Transcribe the lines from the start of the data below through the line with "metal grate, formatted", word for word and nothing more.

=== Begin Enclosure ===

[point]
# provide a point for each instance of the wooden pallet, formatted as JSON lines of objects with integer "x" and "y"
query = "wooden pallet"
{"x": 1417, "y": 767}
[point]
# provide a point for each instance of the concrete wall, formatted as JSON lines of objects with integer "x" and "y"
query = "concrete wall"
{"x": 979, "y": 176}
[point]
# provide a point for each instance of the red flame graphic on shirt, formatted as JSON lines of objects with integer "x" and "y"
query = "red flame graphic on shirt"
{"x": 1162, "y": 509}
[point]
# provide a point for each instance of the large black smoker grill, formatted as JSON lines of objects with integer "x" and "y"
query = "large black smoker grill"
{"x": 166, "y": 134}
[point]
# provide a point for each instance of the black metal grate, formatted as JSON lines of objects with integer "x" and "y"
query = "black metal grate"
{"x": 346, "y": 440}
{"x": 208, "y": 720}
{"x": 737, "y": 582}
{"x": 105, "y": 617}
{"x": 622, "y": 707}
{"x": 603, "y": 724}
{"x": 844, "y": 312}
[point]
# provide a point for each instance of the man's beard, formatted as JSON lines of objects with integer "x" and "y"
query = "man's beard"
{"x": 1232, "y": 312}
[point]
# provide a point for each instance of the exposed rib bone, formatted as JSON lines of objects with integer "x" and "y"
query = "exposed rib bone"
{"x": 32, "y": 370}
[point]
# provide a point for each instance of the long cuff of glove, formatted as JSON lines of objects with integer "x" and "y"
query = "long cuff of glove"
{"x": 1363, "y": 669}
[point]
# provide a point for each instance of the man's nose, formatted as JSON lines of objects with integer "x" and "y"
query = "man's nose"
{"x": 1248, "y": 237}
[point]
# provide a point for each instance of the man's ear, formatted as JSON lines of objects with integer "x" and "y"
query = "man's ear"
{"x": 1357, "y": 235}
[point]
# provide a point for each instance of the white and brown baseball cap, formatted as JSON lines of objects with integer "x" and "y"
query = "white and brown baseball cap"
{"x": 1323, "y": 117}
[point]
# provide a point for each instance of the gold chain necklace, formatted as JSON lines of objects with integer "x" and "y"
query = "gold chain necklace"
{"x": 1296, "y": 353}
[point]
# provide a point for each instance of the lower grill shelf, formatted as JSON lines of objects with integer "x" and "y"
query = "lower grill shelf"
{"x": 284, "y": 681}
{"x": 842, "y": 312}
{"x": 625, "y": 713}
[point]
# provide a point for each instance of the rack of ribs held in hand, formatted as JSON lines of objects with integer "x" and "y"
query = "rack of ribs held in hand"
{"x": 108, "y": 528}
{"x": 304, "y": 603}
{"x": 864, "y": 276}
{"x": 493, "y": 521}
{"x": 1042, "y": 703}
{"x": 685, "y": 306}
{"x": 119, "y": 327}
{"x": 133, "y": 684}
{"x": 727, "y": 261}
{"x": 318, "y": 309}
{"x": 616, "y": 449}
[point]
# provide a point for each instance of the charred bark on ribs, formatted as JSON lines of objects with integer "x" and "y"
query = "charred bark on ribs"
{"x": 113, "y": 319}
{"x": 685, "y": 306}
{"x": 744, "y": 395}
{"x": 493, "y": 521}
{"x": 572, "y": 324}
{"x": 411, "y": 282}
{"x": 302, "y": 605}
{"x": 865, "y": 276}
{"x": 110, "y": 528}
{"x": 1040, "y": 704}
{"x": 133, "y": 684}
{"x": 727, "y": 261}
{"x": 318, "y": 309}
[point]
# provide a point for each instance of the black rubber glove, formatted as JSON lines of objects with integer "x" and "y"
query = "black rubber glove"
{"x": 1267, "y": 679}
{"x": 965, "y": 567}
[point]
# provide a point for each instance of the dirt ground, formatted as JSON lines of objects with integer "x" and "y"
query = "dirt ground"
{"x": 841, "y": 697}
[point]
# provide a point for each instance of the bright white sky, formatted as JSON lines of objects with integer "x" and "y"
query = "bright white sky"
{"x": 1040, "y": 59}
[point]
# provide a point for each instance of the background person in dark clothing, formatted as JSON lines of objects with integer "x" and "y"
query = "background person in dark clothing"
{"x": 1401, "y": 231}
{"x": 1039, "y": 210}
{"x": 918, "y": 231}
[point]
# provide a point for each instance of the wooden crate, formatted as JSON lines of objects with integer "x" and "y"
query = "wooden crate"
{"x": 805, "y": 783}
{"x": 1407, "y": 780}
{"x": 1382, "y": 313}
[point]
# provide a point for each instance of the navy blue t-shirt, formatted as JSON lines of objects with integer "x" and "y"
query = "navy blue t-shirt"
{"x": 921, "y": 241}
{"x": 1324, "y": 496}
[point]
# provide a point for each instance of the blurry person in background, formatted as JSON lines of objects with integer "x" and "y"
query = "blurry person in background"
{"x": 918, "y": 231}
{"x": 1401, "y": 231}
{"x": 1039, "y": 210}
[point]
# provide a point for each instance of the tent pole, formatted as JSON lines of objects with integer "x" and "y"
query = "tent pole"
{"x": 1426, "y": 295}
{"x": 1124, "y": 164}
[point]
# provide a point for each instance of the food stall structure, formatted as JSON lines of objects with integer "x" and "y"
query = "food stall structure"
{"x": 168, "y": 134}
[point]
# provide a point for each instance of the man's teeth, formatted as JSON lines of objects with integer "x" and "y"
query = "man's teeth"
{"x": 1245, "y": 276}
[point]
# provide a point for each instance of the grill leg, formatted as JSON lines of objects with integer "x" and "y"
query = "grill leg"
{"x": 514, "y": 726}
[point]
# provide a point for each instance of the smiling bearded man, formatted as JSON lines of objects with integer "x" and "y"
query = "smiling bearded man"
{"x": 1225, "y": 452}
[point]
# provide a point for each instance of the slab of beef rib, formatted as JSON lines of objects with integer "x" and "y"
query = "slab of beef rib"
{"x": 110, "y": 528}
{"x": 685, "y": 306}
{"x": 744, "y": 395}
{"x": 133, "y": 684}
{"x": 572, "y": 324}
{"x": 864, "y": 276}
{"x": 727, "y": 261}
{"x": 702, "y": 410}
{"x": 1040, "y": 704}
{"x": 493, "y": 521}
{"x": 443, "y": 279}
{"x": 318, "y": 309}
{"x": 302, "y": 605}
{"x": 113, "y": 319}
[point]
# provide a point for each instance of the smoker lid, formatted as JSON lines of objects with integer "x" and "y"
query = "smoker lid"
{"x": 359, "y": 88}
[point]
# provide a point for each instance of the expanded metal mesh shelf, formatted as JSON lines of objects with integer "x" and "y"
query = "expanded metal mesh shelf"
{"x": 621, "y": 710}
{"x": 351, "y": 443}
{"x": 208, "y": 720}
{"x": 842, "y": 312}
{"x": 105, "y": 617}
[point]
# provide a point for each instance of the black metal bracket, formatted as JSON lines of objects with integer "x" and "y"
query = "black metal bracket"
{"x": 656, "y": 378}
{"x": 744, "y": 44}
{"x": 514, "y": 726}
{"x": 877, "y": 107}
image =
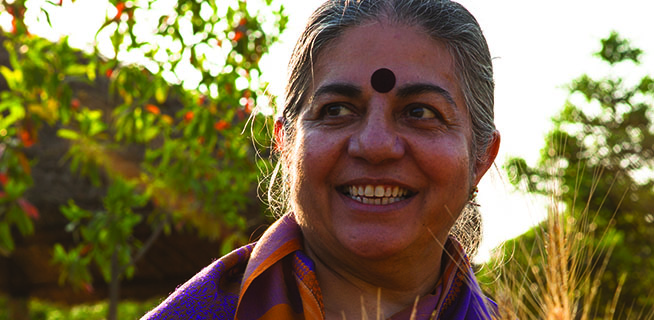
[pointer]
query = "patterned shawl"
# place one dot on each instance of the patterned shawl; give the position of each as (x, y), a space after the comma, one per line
(275, 279)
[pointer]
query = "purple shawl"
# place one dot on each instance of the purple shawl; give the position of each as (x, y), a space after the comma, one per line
(275, 279)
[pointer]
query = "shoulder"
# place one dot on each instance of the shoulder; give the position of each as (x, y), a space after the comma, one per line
(212, 293)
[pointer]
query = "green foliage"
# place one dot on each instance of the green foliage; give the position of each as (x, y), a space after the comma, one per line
(599, 160)
(41, 310)
(182, 103)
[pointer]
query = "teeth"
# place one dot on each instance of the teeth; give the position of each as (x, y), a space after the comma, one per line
(370, 191)
(377, 195)
(379, 191)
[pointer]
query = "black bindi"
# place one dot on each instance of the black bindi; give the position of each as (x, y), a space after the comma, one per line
(383, 80)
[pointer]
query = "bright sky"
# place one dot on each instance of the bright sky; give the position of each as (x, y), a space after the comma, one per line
(539, 47)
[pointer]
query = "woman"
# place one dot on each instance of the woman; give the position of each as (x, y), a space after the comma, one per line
(386, 131)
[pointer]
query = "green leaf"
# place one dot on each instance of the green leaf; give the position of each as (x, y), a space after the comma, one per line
(68, 134)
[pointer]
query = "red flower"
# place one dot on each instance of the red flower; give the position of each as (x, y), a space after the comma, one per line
(27, 138)
(221, 125)
(120, 6)
(152, 109)
(188, 116)
(74, 103)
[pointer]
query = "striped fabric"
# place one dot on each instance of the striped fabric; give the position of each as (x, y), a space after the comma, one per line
(275, 279)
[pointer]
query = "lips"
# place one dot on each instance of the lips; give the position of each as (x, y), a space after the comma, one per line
(376, 194)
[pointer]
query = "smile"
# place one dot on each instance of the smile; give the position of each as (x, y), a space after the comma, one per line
(379, 195)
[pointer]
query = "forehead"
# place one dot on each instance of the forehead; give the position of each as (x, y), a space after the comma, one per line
(407, 51)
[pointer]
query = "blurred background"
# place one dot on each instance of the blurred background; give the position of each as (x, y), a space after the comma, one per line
(134, 134)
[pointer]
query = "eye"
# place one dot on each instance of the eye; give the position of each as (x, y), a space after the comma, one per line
(422, 112)
(337, 110)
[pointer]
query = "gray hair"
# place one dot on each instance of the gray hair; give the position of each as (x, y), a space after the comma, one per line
(443, 20)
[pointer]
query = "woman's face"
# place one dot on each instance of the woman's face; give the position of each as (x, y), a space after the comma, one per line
(380, 174)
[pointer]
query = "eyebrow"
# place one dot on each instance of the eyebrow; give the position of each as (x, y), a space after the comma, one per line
(413, 89)
(405, 91)
(342, 89)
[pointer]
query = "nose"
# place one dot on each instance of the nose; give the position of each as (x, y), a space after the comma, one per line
(376, 141)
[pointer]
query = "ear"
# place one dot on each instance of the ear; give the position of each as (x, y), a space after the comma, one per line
(486, 162)
(279, 134)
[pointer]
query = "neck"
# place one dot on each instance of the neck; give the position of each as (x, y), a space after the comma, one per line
(376, 288)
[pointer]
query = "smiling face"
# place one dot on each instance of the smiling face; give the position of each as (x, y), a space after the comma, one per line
(377, 175)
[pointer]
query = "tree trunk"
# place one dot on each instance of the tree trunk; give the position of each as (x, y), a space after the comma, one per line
(114, 287)
(19, 308)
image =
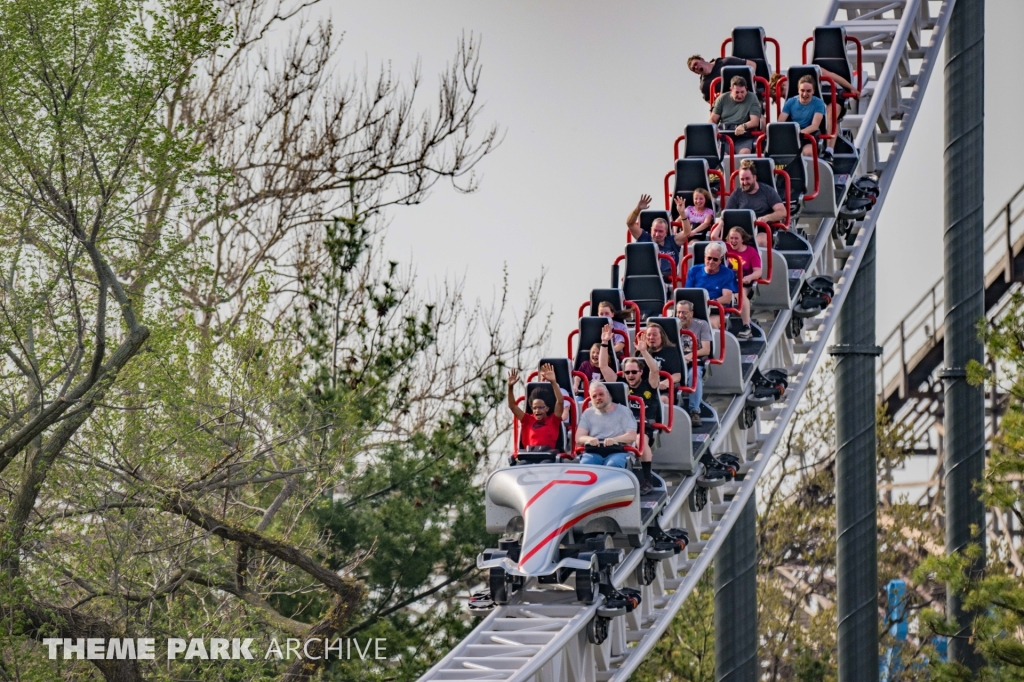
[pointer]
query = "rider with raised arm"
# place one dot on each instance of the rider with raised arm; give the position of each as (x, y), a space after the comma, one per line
(668, 244)
(709, 71)
(604, 428)
(644, 388)
(542, 426)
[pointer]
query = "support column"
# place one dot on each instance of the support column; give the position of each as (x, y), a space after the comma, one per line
(736, 600)
(856, 479)
(965, 282)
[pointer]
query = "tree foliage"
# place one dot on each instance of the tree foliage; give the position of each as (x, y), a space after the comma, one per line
(797, 559)
(997, 598)
(223, 414)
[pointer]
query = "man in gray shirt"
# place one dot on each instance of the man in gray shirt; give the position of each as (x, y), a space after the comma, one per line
(701, 330)
(737, 113)
(605, 425)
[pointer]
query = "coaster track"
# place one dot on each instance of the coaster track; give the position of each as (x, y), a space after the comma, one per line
(542, 635)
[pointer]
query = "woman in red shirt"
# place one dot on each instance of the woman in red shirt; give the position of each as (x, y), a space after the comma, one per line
(540, 429)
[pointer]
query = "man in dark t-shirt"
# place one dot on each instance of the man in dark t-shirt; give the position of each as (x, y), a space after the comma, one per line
(758, 197)
(709, 71)
(668, 244)
(643, 384)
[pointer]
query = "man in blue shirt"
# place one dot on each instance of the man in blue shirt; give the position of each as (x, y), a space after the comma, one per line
(807, 111)
(719, 282)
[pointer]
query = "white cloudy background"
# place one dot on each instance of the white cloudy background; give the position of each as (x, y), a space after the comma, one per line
(591, 96)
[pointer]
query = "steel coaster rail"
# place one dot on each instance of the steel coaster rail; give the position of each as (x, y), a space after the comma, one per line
(562, 656)
(796, 389)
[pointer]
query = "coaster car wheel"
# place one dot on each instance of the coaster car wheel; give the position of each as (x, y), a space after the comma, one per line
(647, 571)
(499, 586)
(597, 630)
(588, 581)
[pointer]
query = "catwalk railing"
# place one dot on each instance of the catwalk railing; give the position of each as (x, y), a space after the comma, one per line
(912, 349)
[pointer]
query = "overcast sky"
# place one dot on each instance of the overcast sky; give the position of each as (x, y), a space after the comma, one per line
(591, 96)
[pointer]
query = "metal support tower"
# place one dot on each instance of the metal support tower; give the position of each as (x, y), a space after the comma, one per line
(856, 479)
(965, 283)
(736, 600)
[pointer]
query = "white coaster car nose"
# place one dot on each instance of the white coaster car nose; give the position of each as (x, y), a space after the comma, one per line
(548, 500)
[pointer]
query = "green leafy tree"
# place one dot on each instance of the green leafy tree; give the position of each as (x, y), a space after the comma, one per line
(262, 433)
(797, 559)
(996, 598)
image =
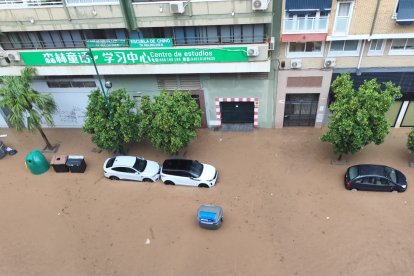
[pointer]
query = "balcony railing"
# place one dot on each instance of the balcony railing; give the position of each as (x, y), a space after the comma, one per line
(306, 24)
(90, 2)
(7, 4)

=== End Enclosure ===

Expected output:
[point]
# provide a point for each instance of the wooden pallet, formatted as JSON lines of objects with integer "x" and "y"
query = "wooden pallet"
{"x": 1417, "y": 767}
[point]
# provide a point for each instance of the concrete wall, formatted as JSON lines of objects with integer "x" and "y"
query = "concrete wall"
{"x": 979, "y": 176}
[point]
# provide a point for each instance of the red flame graphic on shirt, formatted as JSON lines of objects with integer "x" and "y"
query = "red flame graphic on shirt"
{"x": 1162, "y": 509}
[point]
# provide a point for each instance of the large black smoker grill, formatted as JSON lines of objects with integer "x" and "y"
query = "large black smoker grill"
{"x": 166, "y": 134}
[point]
# provide a point for each instance of the black metal grate, formatted as JSON lines of objects with integer "x" and "y"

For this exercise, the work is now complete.